Exercise task: Report how many lines in the data below contain the string "query" with matching case, and give only that number.

The data:

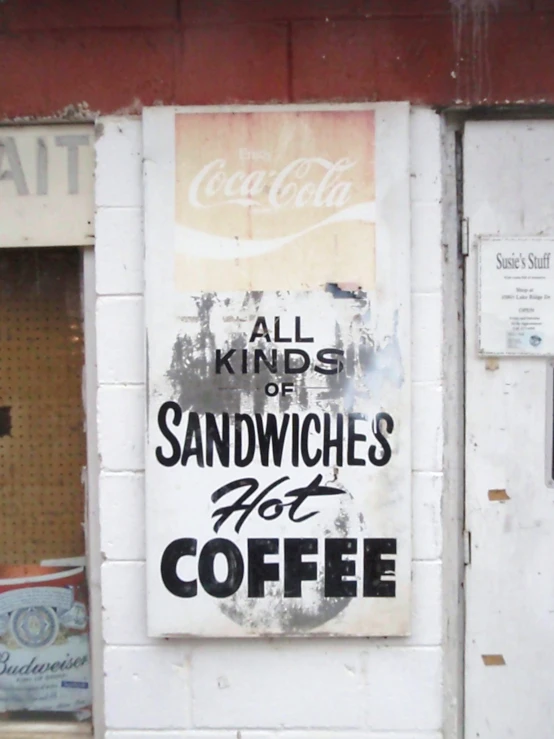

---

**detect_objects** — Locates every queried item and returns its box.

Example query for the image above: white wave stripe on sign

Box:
---
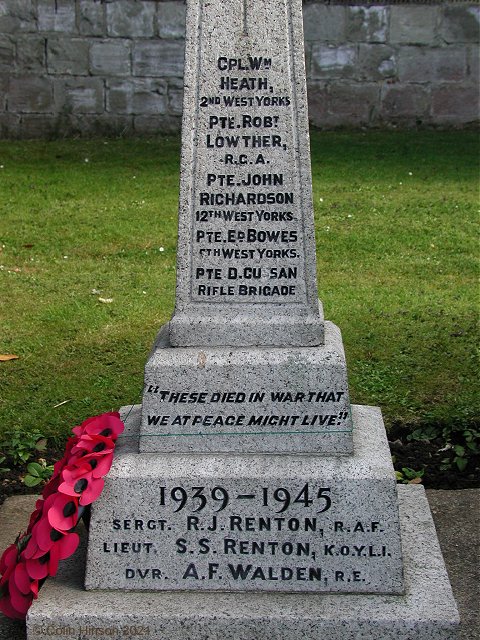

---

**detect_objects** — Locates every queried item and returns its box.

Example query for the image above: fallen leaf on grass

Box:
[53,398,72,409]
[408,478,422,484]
* * *
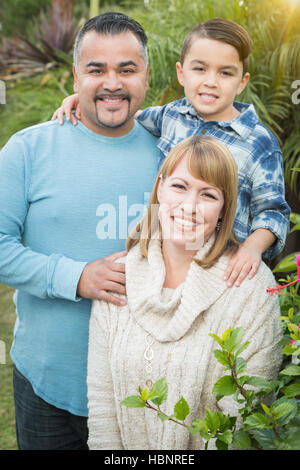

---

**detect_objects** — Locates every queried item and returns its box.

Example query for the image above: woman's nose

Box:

Reply to the task: 3